▶ _Stated task_: Using the entries below, output exactly the line containing "Practice. Locate the white paper" and all lines that follow it to the end.

Extracted records:
-=-=-

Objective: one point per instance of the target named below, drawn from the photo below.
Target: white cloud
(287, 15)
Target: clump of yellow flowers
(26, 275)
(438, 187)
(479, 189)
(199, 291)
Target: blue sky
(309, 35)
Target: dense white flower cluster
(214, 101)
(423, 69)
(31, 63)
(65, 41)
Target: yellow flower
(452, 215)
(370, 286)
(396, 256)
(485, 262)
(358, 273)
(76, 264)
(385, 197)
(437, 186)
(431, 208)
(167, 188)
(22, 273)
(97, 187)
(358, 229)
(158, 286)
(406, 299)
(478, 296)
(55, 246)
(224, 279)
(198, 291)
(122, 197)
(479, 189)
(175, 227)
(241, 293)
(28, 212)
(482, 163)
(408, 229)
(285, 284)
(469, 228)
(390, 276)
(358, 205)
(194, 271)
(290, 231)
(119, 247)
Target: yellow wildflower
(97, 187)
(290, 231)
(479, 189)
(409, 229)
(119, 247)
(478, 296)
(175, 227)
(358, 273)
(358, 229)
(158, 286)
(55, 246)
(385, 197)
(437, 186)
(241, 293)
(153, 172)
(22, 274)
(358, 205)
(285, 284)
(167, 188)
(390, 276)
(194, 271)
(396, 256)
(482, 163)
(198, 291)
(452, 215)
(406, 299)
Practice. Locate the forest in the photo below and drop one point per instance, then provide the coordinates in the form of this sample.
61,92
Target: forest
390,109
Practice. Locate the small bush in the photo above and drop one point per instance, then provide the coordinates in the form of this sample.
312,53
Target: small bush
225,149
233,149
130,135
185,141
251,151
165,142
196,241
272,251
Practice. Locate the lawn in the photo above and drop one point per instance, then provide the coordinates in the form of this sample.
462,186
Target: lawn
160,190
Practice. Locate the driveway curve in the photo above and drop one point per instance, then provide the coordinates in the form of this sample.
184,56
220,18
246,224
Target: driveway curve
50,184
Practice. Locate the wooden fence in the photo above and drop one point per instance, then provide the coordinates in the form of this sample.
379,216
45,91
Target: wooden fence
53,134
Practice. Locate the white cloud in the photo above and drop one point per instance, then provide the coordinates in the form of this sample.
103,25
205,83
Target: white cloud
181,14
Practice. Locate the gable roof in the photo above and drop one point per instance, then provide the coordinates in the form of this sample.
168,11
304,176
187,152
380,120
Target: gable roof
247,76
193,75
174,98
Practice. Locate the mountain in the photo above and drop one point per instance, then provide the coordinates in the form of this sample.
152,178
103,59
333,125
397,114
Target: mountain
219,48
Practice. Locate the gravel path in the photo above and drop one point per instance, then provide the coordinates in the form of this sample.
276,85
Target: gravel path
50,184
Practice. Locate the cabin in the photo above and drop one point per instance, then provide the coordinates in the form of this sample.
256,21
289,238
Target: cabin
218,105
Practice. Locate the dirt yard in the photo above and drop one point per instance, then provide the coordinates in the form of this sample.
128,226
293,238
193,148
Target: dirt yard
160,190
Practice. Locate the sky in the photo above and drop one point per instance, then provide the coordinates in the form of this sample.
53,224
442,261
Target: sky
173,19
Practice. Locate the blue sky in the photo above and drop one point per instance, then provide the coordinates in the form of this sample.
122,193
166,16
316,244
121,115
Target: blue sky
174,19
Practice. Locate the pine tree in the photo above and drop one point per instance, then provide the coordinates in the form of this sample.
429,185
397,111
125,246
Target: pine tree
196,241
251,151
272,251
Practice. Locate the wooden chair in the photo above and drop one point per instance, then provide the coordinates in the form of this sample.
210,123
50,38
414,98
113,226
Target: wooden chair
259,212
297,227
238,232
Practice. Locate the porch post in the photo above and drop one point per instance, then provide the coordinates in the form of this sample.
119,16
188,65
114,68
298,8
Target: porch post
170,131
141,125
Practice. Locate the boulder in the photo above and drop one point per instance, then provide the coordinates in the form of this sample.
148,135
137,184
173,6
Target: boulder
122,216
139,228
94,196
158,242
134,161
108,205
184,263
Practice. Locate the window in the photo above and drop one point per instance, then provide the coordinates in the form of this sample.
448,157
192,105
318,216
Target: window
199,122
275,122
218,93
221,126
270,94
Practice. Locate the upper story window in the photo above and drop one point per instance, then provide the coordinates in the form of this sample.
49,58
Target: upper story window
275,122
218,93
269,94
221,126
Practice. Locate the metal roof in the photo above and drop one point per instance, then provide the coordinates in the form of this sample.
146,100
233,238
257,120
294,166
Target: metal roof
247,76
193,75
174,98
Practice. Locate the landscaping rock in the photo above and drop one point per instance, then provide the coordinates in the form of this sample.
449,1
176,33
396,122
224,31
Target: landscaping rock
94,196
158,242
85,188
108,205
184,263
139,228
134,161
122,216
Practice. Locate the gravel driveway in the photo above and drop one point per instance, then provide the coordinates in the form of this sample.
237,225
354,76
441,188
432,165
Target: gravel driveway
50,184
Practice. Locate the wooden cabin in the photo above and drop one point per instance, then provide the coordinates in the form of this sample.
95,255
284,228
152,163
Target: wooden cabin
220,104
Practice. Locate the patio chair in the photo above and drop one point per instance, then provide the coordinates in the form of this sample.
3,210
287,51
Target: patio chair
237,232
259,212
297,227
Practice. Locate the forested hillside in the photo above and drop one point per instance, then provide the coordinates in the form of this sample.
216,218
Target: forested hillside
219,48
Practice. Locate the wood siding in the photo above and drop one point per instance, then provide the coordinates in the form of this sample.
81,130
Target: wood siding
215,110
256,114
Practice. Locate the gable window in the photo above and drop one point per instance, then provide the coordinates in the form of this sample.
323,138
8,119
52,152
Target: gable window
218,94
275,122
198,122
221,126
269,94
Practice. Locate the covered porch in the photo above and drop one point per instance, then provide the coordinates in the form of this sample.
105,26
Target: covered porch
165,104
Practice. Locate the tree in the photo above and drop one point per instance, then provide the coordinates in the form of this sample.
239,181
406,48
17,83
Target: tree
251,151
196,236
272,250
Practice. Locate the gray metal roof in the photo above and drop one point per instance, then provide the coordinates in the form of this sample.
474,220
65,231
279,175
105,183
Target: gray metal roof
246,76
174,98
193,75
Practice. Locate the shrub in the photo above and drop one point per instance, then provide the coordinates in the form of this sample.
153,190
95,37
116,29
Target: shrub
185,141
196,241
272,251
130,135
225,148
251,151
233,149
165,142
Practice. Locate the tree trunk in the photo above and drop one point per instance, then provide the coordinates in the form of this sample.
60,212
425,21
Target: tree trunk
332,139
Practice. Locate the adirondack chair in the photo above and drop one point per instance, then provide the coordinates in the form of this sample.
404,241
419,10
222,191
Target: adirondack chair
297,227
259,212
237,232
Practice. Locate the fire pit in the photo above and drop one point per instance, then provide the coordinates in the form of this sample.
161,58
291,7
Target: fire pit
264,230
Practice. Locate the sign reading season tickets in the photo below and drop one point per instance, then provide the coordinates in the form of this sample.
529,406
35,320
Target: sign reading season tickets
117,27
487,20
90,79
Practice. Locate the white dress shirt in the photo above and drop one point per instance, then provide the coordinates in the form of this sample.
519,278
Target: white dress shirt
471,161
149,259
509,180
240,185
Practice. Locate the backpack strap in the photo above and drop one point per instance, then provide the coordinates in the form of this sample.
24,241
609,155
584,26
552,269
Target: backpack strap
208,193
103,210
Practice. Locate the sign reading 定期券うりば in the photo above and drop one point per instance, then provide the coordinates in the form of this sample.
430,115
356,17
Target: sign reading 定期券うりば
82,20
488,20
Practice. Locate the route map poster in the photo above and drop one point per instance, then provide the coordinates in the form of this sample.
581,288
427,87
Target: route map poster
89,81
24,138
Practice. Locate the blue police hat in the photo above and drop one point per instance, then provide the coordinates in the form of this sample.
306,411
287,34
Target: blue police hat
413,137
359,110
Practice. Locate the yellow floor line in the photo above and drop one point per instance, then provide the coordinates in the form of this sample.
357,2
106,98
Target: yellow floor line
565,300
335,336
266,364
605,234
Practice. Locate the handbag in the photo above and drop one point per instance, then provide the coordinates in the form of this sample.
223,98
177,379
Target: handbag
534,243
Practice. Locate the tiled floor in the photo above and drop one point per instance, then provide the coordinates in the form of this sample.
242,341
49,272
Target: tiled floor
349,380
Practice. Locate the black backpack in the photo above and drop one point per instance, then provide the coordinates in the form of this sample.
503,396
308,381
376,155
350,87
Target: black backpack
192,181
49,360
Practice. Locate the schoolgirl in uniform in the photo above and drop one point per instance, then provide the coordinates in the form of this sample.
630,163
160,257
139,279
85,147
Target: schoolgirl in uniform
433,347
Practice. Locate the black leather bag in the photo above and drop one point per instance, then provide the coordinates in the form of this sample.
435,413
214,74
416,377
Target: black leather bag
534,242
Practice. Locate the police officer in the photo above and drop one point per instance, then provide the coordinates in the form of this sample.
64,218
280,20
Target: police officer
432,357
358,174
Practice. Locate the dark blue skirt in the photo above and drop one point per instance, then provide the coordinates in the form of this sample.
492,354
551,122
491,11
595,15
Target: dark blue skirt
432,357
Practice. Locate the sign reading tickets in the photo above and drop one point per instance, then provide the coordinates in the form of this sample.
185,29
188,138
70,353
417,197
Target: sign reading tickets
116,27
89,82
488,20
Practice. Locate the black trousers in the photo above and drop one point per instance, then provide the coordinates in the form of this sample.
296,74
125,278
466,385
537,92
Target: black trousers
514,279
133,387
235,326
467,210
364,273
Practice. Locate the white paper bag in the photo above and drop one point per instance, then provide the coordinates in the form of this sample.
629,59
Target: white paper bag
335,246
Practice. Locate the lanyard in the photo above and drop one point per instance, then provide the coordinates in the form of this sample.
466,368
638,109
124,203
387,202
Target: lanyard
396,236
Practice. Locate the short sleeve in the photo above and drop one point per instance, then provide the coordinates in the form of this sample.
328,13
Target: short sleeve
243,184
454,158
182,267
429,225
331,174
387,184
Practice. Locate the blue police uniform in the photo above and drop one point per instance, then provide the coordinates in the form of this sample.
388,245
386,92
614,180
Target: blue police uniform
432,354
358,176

-=-=-

▶ _Output of the exercise_:
Practice. Locate the white paper bag in the photo above and drop one point per instance, then provide the coordinates in the form of this sample.
629,59
Target: white paper bag
335,246
Practice. Locate the lanyard in the photo above and drop one point per instance, then provide the coordinates in the form of this sample.
466,368
638,109
124,203
387,202
Target: lanyard
396,236
Practice. Locate the short sleeve in the photo above and drop one point per instance, then provide the coordinates in the form of this sample.
328,13
Target: short sleeve
243,184
454,158
182,267
429,225
331,174
387,184
Practice. Locate the blue police uniform in the photo above and drop one point per instance, then provide the coordinates in the form of this sample.
388,245
386,92
614,180
Target: blue police uniform
432,354
358,176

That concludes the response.